[Stored data entries]
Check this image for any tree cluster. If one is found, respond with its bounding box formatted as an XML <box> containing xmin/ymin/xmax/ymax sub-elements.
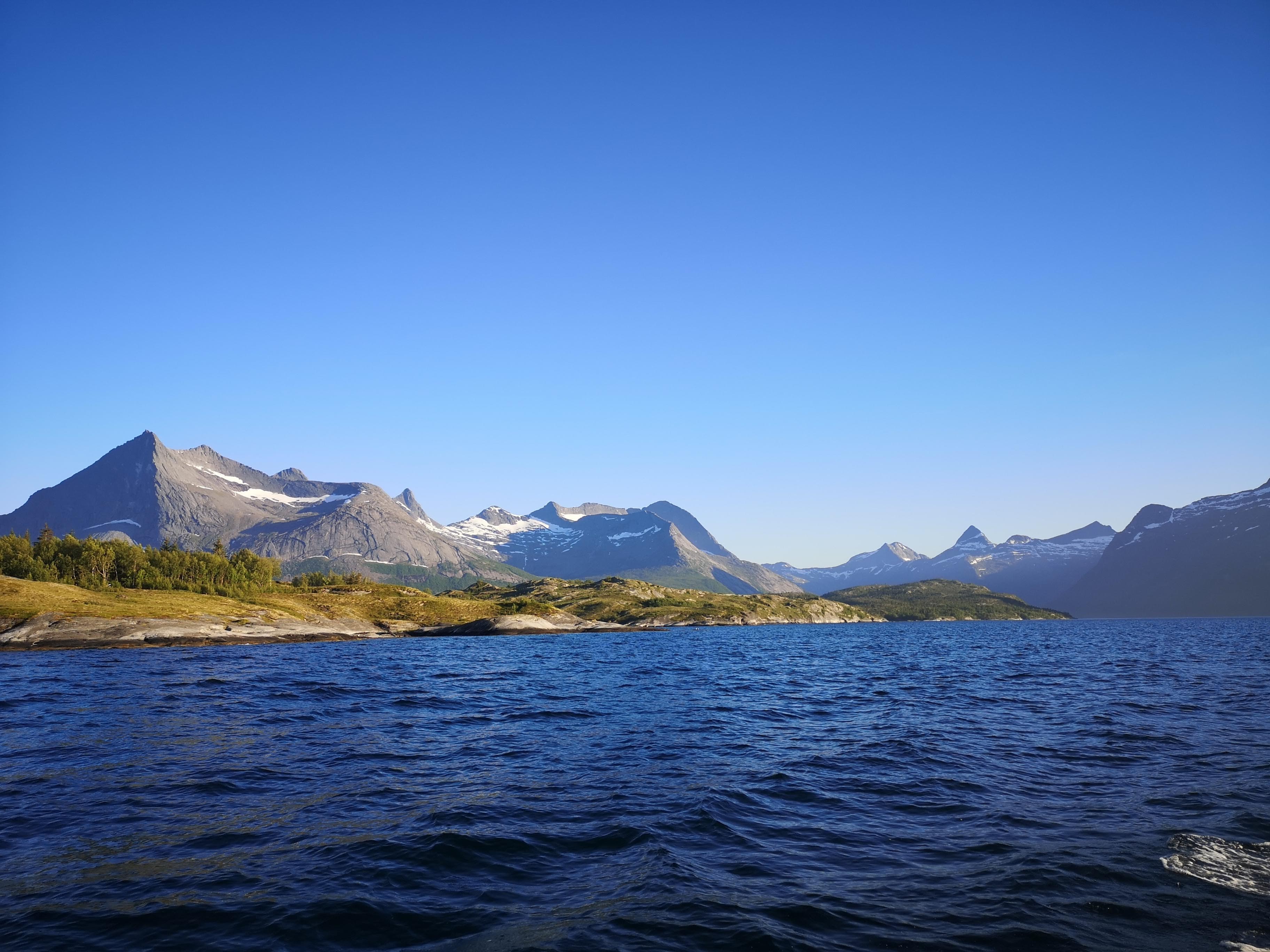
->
<box><xmin>0</xmin><ymin>525</ymin><xmax>280</xmax><ymax>597</ymax></box>
<box><xmin>291</xmin><ymin>572</ymin><xmax>366</xmax><ymax>589</ymax></box>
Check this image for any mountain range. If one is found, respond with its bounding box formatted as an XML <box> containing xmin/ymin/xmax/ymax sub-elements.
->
<box><xmin>0</xmin><ymin>431</ymin><xmax>799</xmax><ymax>594</ymax></box>
<box><xmin>767</xmin><ymin>522</ymin><xmax>1115</xmax><ymax>607</ymax></box>
<box><xmin>0</xmin><ymin>431</ymin><xmax>1270</xmax><ymax>617</ymax></box>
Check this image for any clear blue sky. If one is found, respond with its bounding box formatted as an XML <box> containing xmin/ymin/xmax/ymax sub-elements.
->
<box><xmin>0</xmin><ymin>0</ymin><xmax>1270</xmax><ymax>565</ymax></box>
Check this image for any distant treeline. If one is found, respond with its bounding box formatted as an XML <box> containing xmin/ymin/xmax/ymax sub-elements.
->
<box><xmin>291</xmin><ymin>572</ymin><xmax>366</xmax><ymax>589</ymax></box>
<box><xmin>0</xmin><ymin>525</ymin><xmax>280</xmax><ymax>595</ymax></box>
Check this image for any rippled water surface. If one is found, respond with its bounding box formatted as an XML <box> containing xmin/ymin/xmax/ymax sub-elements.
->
<box><xmin>0</xmin><ymin>619</ymin><xmax>1270</xmax><ymax>952</ymax></box>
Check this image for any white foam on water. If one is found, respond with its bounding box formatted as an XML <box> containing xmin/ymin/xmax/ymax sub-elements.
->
<box><xmin>1160</xmin><ymin>833</ymin><xmax>1270</xmax><ymax>898</ymax></box>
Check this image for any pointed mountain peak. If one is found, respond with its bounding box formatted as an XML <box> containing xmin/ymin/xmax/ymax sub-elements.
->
<box><xmin>117</xmin><ymin>430</ymin><xmax>168</xmax><ymax>456</ymax></box>
<box><xmin>644</xmin><ymin>499</ymin><xmax>735</xmax><ymax>558</ymax></box>
<box><xmin>530</xmin><ymin>503</ymin><xmax>630</xmax><ymax>525</ymax></box>
<box><xmin>883</xmin><ymin>542</ymin><xmax>928</xmax><ymax>562</ymax></box>
<box><xmin>1124</xmin><ymin>503</ymin><xmax>1174</xmax><ymax>533</ymax></box>
<box><xmin>954</xmin><ymin>525</ymin><xmax>992</xmax><ymax>546</ymax></box>
<box><xmin>475</xmin><ymin>505</ymin><xmax>525</xmax><ymax>525</ymax></box>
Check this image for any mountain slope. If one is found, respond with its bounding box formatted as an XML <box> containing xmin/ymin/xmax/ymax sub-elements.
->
<box><xmin>0</xmin><ymin>431</ymin><xmax>525</xmax><ymax>586</ymax></box>
<box><xmin>1055</xmin><ymin>480</ymin><xmax>1270</xmax><ymax>618</ymax></box>
<box><xmin>446</xmin><ymin>501</ymin><xmax>799</xmax><ymax>595</ymax></box>
<box><xmin>768</xmin><ymin>522</ymin><xmax>1115</xmax><ymax>605</ymax></box>
<box><xmin>767</xmin><ymin>542</ymin><xmax>927</xmax><ymax>595</ymax></box>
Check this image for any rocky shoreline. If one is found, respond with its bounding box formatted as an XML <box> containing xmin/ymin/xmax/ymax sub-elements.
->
<box><xmin>0</xmin><ymin>612</ymin><xmax>648</xmax><ymax>651</ymax></box>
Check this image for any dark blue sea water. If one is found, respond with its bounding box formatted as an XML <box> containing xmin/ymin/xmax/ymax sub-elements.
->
<box><xmin>0</xmin><ymin>619</ymin><xmax>1270</xmax><ymax>952</ymax></box>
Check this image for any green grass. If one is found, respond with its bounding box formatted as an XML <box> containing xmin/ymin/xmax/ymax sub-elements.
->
<box><xmin>447</xmin><ymin>576</ymin><xmax>870</xmax><ymax>625</ymax></box>
<box><xmin>824</xmin><ymin>579</ymin><xmax>1072</xmax><ymax>622</ymax></box>
<box><xmin>0</xmin><ymin>576</ymin><xmax>502</xmax><ymax>626</ymax></box>
<box><xmin>282</xmin><ymin>556</ymin><xmax>539</xmax><ymax>594</ymax></box>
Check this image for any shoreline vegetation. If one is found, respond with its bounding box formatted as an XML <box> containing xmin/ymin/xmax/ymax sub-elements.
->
<box><xmin>0</xmin><ymin>529</ymin><xmax>1066</xmax><ymax>649</ymax></box>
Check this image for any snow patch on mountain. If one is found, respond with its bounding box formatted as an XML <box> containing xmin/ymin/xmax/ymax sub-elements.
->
<box><xmin>234</xmin><ymin>492</ymin><xmax>361</xmax><ymax>505</ymax></box>
<box><xmin>186</xmin><ymin>463</ymin><xmax>246</xmax><ymax>486</ymax></box>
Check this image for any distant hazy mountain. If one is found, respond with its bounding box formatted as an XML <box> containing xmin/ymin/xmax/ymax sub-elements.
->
<box><xmin>0</xmin><ymin>431</ymin><xmax>525</xmax><ymax>588</ymax></box>
<box><xmin>767</xmin><ymin>522</ymin><xmax>1115</xmax><ymax>607</ymax></box>
<box><xmin>437</xmin><ymin>500</ymin><xmax>799</xmax><ymax>594</ymax></box>
<box><xmin>1057</xmin><ymin>481</ymin><xmax>1270</xmax><ymax>618</ymax></box>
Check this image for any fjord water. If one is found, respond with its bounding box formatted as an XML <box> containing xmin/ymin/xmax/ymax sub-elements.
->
<box><xmin>0</xmin><ymin>619</ymin><xmax>1270</xmax><ymax>951</ymax></box>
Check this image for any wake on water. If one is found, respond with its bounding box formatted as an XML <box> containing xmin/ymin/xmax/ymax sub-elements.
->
<box><xmin>1160</xmin><ymin>833</ymin><xmax>1270</xmax><ymax>952</ymax></box>
<box><xmin>1160</xmin><ymin>833</ymin><xmax>1270</xmax><ymax>896</ymax></box>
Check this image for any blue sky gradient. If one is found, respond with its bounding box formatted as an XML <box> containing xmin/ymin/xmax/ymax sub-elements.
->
<box><xmin>0</xmin><ymin>1</ymin><xmax>1270</xmax><ymax>565</ymax></box>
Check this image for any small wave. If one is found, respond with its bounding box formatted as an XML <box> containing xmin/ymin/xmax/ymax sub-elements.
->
<box><xmin>1160</xmin><ymin>833</ymin><xmax>1270</xmax><ymax>896</ymax></box>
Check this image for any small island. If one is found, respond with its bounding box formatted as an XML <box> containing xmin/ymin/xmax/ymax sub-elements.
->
<box><xmin>0</xmin><ymin>529</ymin><xmax>1068</xmax><ymax>650</ymax></box>
<box><xmin>824</xmin><ymin>579</ymin><xmax>1072</xmax><ymax>622</ymax></box>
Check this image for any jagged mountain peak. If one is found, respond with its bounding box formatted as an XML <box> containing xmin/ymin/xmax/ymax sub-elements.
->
<box><xmin>530</xmin><ymin>501</ymin><xmax>630</xmax><ymax>525</ymax></box>
<box><xmin>644</xmin><ymin>499</ymin><xmax>735</xmax><ymax>558</ymax></box>
<box><xmin>878</xmin><ymin>542</ymin><xmax>930</xmax><ymax>562</ymax></box>
<box><xmin>476</xmin><ymin>505</ymin><xmax>525</xmax><ymax>525</ymax></box>
<box><xmin>952</xmin><ymin>525</ymin><xmax>992</xmax><ymax>546</ymax></box>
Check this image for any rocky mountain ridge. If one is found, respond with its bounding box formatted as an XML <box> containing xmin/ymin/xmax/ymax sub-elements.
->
<box><xmin>767</xmin><ymin>522</ymin><xmax>1115</xmax><ymax>607</ymax></box>
<box><xmin>1060</xmin><ymin>480</ymin><xmax>1270</xmax><ymax>618</ymax></box>
<box><xmin>0</xmin><ymin>431</ymin><xmax>798</xmax><ymax>594</ymax></box>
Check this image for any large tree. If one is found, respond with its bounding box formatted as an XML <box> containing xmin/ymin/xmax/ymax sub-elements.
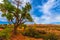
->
<box><xmin>0</xmin><ymin>0</ymin><xmax>33</xmax><ymax>34</ymax></box>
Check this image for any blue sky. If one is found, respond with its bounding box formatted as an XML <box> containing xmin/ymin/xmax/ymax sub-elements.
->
<box><xmin>0</xmin><ymin>0</ymin><xmax>60</xmax><ymax>24</ymax></box>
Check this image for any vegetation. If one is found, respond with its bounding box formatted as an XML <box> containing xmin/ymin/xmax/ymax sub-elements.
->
<box><xmin>0</xmin><ymin>0</ymin><xmax>33</xmax><ymax>34</ymax></box>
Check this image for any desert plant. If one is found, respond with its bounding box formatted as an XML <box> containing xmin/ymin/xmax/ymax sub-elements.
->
<box><xmin>45</xmin><ymin>33</ymin><xmax>58</xmax><ymax>40</ymax></box>
<box><xmin>0</xmin><ymin>28</ymin><xmax>11</xmax><ymax>40</ymax></box>
<box><xmin>0</xmin><ymin>0</ymin><xmax>33</xmax><ymax>34</ymax></box>
<box><xmin>22</xmin><ymin>28</ymin><xmax>45</xmax><ymax>38</ymax></box>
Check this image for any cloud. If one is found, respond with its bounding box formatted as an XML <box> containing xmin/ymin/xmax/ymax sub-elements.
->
<box><xmin>33</xmin><ymin>0</ymin><xmax>60</xmax><ymax>24</ymax></box>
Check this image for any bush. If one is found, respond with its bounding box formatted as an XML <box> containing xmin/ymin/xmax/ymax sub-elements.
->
<box><xmin>22</xmin><ymin>28</ymin><xmax>45</xmax><ymax>38</ymax></box>
<box><xmin>0</xmin><ymin>28</ymin><xmax>11</xmax><ymax>40</ymax></box>
<box><xmin>45</xmin><ymin>33</ymin><xmax>58</xmax><ymax>40</ymax></box>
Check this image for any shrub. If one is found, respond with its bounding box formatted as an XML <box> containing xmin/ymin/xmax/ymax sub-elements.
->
<box><xmin>0</xmin><ymin>28</ymin><xmax>11</xmax><ymax>40</ymax></box>
<box><xmin>22</xmin><ymin>28</ymin><xmax>44</xmax><ymax>38</ymax></box>
<box><xmin>45</xmin><ymin>33</ymin><xmax>58</xmax><ymax>40</ymax></box>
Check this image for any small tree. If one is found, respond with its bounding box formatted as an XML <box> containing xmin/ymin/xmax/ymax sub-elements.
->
<box><xmin>0</xmin><ymin>0</ymin><xmax>33</xmax><ymax>34</ymax></box>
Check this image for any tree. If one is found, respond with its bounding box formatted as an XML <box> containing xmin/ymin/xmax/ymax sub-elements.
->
<box><xmin>0</xmin><ymin>0</ymin><xmax>33</xmax><ymax>34</ymax></box>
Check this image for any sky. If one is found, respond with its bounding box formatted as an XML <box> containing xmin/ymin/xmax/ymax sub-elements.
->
<box><xmin>0</xmin><ymin>0</ymin><xmax>60</xmax><ymax>24</ymax></box>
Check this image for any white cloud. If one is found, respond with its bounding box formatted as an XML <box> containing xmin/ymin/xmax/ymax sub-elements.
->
<box><xmin>0</xmin><ymin>0</ymin><xmax>31</xmax><ymax>22</ymax></box>
<box><xmin>33</xmin><ymin>0</ymin><xmax>60</xmax><ymax>24</ymax></box>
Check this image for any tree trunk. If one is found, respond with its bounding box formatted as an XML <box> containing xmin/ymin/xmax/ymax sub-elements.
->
<box><xmin>14</xmin><ymin>24</ymin><xmax>18</xmax><ymax>35</ymax></box>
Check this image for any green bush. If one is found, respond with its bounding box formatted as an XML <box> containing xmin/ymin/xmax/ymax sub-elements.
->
<box><xmin>0</xmin><ymin>28</ymin><xmax>11</xmax><ymax>40</ymax></box>
<box><xmin>45</xmin><ymin>33</ymin><xmax>58</xmax><ymax>40</ymax></box>
<box><xmin>22</xmin><ymin>28</ymin><xmax>45</xmax><ymax>38</ymax></box>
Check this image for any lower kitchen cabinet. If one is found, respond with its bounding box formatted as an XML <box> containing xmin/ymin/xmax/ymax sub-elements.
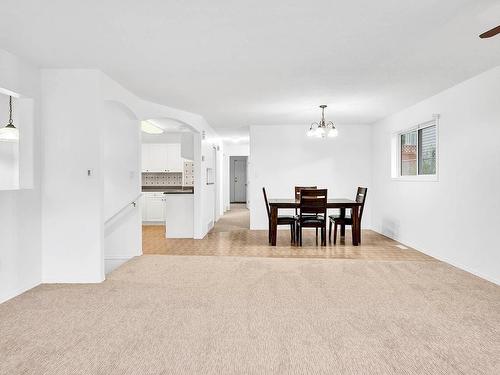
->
<box><xmin>142</xmin><ymin>193</ymin><xmax>166</xmax><ymax>222</ymax></box>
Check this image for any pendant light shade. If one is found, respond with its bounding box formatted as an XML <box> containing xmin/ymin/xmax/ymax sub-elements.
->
<box><xmin>307</xmin><ymin>104</ymin><xmax>338</xmax><ymax>138</ymax></box>
<box><xmin>0</xmin><ymin>96</ymin><xmax>19</xmax><ymax>142</ymax></box>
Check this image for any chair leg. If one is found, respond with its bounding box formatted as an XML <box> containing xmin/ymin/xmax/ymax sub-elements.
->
<box><xmin>328</xmin><ymin>220</ymin><xmax>332</xmax><ymax>242</ymax></box>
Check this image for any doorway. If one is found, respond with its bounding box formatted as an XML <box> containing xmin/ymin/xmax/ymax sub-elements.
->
<box><xmin>229</xmin><ymin>156</ymin><xmax>248</xmax><ymax>203</ymax></box>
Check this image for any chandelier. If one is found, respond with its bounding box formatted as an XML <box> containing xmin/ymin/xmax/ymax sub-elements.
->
<box><xmin>0</xmin><ymin>96</ymin><xmax>19</xmax><ymax>142</ymax></box>
<box><xmin>307</xmin><ymin>104</ymin><xmax>338</xmax><ymax>138</ymax></box>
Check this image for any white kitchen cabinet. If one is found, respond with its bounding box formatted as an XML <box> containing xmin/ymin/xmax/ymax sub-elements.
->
<box><xmin>142</xmin><ymin>143</ymin><xmax>183</xmax><ymax>172</ymax></box>
<box><xmin>150</xmin><ymin>143</ymin><xmax>167</xmax><ymax>172</ymax></box>
<box><xmin>141</xmin><ymin>194</ymin><xmax>148</xmax><ymax>221</ymax></box>
<box><xmin>142</xmin><ymin>192</ymin><xmax>166</xmax><ymax>222</ymax></box>
<box><xmin>166</xmin><ymin>143</ymin><xmax>184</xmax><ymax>172</ymax></box>
<box><xmin>165</xmin><ymin>194</ymin><xmax>194</xmax><ymax>238</ymax></box>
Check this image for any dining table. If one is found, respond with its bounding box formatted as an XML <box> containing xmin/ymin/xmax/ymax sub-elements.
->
<box><xmin>269</xmin><ymin>198</ymin><xmax>362</xmax><ymax>246</ymax></box>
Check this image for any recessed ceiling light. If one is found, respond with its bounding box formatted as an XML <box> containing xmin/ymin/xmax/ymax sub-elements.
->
<box><xmin>141</xmin><ymin>121</ymin><xmax>164</xmax><ymax>134</ymax></box>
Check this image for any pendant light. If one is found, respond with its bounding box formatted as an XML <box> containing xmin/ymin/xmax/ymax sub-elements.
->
<box><xmin>307</xmin><ymin>104</ymin><xmax>338</xmax><ymax>138</ymax></box>
<box><xmin>0</xmin><ymin>96</ymin><xmax>19</xmax><ymax>142</ymax></box>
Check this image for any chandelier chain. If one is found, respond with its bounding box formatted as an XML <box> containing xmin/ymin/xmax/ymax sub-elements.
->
<box><xmin>9</xmin><ymin>96</ymin><xmax>13</xmax><ymax>125</ymax></box>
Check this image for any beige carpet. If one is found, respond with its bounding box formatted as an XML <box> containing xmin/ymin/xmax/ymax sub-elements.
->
<box><xmin>0</xmin><ymin>255</ymin><xmax>500</xmax><ymax>375</ymax></box>
<box><xmin>211</xmin><ymin>203</ymin><xmax>250</xmax><ymax>233</ymax></box>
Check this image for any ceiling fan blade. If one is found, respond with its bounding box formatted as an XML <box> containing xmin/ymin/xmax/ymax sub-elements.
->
<box><xmin>479</xmin><ymin>26</ymin><xmax>500</xmax><ymax>39</ymax></box>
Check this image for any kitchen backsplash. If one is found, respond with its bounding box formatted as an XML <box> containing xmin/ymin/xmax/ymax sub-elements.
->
<box><xmin>142</xmin><ymin>172</ymin><xmax>182</xmax><ymax>186</ymax></box>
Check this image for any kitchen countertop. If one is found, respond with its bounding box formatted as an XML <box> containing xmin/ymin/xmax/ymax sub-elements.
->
<box><xmin>142</xmin><ymin>186</ymin><xmax>194</xmax><ymax>194</ymax></box>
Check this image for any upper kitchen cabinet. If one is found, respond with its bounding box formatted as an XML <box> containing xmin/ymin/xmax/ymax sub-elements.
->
<box><xmin>166</xmin><ymin>143</ymin><xmax>184</xmax><ymax>172</ymax></box>
<box><xmin>142</xmin><ymin>143</ymin><xmax>184</xmax><ymax>172</ymax></box>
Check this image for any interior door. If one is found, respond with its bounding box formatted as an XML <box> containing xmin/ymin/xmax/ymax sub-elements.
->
<box><xmin>233</xmin><ymin>159</ymin><xmax>247</xmax><ymax>203</ymax></box>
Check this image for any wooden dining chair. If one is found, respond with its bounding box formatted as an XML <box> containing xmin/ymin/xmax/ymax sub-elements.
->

### Task details
Copy exactly, word for word, the line with "Check this image for any ceiling" through the final line of the listing.

### Reply
Check this image for any ceiling fan blade. If one is found, respond with its bounding box formatted as an XML <box> containing xmin/ymin/xmax/ymax sub-elements.
->
<box><xmin>479</xmin><ymin>26</ymin><xmax>500</xmax><ymax>39</ymax></box>
Check this image for any kitchen backsplash. If one is found, respond with its bounding box formatted as an XML <box> containing xmin/ymin/xmax/ymax sub-elements.
->
<box><xmin>142</xmin><ymin>172</ymin><xmax>182</xmax><ymax>186</ymax></box>
Check this image for any kitchen countertop. If one is found, respond with its bounding box formatted as an XML <box> containing xmin/ymin/xmax/ymax sub-elements.
->
<box><xmin>142</xmin><ymin>186</ymin><xmax>194</xmax><ymax>194</ymax></box>
Check this image for any upper kitchen cabinet. If one is found, respond with its bounding box formatted as an XML <box> containing xmin/ymin/xmax/ymax sub-elements.
->
<box><xmin>166</xmin><ymin>143</ymin><xmax>184</xmax><ymax>172</ymax></box>
<box><xmin>142</xmin><ymin>143</ymin><xmax>184</xmax><ymax>172</ymax></box>
Check this image for any interior door. If one is found, respond with its bounding box formatted as an XML <box> containing xmin/ymin/xmax/ymax sub-elements.
->
<box><xmin>233</xmin><ymin>159</ymin><xmax>247</xmax><ymax>203</ymax></box>
Check this image for any wooden dining chair. If one is found, respond with its bounding box formatted as an XML <box> containing xmin/ymin/xmax/ymax sub-elements.
->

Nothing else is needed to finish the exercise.